## What you are asked to do
Could you extract the data below, from its first line through the line containing "[(232, 270), (819, 270), (681, 269), (734, 270)]", with both of those lines included and every line copied unchanged?

[start of Information supplied]

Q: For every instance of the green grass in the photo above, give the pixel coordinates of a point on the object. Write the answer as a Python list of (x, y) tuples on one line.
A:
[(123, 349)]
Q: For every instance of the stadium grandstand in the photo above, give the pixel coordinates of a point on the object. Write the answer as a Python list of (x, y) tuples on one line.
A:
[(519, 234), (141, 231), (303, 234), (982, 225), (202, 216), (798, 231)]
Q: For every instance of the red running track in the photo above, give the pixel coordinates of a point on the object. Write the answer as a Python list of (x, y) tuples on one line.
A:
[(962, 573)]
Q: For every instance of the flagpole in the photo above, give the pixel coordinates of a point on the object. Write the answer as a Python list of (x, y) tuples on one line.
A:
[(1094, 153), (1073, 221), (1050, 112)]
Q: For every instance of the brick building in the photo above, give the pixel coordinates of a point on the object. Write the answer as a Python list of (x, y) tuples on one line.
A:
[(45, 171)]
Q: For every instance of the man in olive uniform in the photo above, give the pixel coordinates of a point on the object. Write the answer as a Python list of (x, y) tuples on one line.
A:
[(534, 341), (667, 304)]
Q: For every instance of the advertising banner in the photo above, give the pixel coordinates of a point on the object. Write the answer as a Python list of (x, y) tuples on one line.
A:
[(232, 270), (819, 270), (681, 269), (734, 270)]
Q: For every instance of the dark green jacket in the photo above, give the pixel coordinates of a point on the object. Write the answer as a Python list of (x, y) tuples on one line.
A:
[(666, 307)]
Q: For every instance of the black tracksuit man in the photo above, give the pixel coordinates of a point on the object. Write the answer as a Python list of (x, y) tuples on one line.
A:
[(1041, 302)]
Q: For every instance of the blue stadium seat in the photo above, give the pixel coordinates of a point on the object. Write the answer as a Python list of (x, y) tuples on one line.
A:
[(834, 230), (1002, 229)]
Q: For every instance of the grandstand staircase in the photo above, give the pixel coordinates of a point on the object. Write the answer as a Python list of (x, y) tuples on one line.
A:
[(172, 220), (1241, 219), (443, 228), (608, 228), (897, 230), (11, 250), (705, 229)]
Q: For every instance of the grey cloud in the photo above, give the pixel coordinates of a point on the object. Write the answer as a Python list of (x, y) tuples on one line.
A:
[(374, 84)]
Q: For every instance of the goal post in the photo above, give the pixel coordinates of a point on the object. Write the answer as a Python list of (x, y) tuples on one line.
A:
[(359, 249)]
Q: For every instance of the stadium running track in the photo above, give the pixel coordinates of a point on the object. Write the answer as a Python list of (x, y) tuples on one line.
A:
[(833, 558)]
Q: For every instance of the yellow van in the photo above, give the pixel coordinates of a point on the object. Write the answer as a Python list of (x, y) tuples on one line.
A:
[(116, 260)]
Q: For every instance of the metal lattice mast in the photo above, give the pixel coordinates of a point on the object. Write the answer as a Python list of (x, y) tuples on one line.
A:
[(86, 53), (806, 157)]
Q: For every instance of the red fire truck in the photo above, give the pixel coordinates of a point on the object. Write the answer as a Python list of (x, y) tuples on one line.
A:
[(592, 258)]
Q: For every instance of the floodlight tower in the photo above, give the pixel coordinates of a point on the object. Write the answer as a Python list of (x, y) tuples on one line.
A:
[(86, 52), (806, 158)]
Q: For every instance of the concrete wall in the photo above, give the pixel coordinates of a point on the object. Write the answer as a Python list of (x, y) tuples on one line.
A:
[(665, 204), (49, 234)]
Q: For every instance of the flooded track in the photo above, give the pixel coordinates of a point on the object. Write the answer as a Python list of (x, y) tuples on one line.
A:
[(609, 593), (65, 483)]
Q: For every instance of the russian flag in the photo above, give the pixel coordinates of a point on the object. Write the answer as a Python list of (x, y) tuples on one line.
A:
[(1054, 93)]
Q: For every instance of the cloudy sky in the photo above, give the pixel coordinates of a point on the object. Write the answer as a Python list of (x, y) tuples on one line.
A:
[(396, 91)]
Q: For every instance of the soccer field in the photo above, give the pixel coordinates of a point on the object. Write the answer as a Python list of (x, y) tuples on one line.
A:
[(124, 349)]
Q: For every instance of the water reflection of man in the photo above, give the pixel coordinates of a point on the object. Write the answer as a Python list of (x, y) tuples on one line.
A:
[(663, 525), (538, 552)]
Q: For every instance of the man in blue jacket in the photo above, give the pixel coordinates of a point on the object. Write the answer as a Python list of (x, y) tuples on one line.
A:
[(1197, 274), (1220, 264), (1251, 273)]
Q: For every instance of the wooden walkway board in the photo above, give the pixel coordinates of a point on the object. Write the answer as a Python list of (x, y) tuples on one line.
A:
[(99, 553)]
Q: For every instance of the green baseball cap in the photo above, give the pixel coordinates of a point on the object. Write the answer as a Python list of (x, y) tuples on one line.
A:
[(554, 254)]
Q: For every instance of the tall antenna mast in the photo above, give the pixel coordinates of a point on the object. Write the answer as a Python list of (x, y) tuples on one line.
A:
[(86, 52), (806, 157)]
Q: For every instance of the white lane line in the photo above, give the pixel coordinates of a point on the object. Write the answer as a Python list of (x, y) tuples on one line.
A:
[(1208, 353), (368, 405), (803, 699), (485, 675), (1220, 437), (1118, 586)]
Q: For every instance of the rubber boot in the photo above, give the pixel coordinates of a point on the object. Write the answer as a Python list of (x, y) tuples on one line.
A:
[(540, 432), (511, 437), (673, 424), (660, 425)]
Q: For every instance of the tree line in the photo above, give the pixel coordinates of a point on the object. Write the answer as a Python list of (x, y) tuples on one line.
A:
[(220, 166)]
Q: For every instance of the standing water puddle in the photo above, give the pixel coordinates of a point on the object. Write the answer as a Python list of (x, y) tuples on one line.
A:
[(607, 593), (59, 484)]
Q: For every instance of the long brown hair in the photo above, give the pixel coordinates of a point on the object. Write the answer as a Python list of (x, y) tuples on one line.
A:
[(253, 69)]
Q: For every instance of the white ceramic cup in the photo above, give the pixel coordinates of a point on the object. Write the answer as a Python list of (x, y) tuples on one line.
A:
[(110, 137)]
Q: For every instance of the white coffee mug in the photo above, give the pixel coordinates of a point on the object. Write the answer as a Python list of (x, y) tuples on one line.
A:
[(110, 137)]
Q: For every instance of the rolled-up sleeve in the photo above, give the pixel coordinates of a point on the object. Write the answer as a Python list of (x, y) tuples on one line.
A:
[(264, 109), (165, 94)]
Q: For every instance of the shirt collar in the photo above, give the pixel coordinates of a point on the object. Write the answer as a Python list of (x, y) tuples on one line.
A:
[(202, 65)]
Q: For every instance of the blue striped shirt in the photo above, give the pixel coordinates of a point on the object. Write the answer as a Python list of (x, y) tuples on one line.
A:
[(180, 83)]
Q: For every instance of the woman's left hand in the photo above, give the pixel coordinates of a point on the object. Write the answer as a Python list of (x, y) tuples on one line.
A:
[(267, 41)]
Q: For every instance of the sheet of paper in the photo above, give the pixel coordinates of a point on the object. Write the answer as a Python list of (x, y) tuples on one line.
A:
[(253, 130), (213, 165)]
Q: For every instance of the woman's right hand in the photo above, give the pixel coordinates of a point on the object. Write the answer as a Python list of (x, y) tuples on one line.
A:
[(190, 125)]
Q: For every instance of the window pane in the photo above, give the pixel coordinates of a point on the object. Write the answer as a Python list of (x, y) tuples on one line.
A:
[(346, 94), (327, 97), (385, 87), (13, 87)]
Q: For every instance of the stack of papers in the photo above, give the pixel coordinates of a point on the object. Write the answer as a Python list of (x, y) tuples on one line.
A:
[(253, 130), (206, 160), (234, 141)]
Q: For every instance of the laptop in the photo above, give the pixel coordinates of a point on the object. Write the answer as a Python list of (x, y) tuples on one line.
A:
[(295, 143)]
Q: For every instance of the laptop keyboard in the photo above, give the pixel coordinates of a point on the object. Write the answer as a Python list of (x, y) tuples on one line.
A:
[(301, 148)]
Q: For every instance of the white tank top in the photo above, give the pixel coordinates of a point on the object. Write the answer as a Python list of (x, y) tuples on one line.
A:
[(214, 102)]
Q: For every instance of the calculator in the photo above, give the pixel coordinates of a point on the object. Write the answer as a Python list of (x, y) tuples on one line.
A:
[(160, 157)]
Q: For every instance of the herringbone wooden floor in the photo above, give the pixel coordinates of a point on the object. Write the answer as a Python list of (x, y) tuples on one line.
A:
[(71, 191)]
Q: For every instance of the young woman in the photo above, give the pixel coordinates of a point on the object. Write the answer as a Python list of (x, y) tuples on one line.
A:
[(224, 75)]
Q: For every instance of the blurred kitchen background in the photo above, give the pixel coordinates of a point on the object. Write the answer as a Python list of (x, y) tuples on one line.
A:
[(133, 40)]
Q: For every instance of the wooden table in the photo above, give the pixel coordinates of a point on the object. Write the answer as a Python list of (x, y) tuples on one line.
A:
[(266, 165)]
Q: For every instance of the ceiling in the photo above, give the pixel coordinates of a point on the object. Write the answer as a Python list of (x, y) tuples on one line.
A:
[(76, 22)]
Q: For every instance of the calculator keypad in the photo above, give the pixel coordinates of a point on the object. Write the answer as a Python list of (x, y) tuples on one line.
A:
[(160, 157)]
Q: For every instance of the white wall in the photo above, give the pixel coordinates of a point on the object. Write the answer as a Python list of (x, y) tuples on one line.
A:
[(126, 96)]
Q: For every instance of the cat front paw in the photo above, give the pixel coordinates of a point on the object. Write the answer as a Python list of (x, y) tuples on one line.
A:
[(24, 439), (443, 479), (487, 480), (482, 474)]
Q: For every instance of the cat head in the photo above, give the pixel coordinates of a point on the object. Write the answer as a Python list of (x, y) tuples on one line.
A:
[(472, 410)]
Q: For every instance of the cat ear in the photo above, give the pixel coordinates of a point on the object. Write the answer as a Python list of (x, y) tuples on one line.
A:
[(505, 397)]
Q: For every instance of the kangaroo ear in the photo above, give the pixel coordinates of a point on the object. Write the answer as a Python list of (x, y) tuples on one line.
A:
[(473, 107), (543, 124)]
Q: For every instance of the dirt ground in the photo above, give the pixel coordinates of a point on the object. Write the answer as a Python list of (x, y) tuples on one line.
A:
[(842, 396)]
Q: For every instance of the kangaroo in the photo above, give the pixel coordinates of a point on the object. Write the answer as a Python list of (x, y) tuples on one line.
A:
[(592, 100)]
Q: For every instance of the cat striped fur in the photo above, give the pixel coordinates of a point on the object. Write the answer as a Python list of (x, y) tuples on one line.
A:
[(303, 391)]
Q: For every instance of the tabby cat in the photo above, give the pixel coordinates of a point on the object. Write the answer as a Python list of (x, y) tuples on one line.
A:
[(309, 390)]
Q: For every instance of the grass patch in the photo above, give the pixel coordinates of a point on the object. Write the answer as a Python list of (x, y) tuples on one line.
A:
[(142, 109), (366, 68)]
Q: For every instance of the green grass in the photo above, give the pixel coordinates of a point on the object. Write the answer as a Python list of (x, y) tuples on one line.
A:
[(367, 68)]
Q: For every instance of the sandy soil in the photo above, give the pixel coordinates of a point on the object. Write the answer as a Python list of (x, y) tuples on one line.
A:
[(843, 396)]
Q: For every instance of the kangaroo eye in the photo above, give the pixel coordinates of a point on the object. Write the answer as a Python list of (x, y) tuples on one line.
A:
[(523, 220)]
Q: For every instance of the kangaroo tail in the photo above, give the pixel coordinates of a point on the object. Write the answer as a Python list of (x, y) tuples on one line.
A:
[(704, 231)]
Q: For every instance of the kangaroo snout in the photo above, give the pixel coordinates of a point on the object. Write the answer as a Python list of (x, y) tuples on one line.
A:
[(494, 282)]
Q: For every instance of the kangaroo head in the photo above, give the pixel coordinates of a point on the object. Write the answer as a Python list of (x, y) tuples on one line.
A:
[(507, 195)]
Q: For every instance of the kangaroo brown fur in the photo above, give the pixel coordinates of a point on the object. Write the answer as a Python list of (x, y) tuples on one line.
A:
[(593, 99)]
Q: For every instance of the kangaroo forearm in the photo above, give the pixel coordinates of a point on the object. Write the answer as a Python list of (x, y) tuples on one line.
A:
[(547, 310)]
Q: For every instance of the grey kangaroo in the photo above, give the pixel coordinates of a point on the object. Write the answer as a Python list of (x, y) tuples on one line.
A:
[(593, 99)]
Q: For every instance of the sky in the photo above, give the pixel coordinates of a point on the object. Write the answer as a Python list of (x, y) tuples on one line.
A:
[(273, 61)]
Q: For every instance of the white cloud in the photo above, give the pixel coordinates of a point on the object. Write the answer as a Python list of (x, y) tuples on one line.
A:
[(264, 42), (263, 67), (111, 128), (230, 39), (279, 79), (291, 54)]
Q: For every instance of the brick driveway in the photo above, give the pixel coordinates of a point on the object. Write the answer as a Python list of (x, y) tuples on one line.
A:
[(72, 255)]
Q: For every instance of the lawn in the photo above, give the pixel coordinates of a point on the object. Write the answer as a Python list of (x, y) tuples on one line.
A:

[end of Information supplied]

## Result
Q: For every instance of the green grass in the photo above, give the pixel coordinates of a point on the object. Write the answer as a Python list of (x, y) tuples on one line.
A:
[(123, 349)]
Q: For every instance of the stadium grandstand in the photo above, give the pixel coordinates of a point on the object. Write the answer as a Python list of (x, y) tuples on one line.
A:
[(519, 234), (141, 231), (303, 234), (982, 225), (202, 216), (798, 231)]
Q: For every instance of the red running track in the photo above, give the pixel coordinates of a point on the object. Write the answer as a Python list of (x, y) tuples on one line.
A:
[(962, 573)]
Q: For every instance of the flagpole in the photo above, give the pixel coordinates of a point on the object. Write the answer as a Python list of (x, y) tuples on one line.
A:
[(1094, 153), (1073, 221), (1050, 112)]
Q: For every instance of the brick building in the photo above, give the pixel coordinates of a point on the object. Write the answer as a Python list of (x, y) tuples on one line.
A:
[(45, 171)]
Q: For every instance of the man in olive uniform in the photo above, give the pixel coordinates of a point on the object. Write the answer as a Python list of (x, y) tuples on one line.
A:
[(534, 341), (667, 304)]
Q: For every instance of the advertising banner in the photo above, give the pixel coordinates of a point on the object. Write the answer as a Python list of (x, y) tuples on one line.
A:
[(232, 270), (819, 270), (681, 269), (734, 270)]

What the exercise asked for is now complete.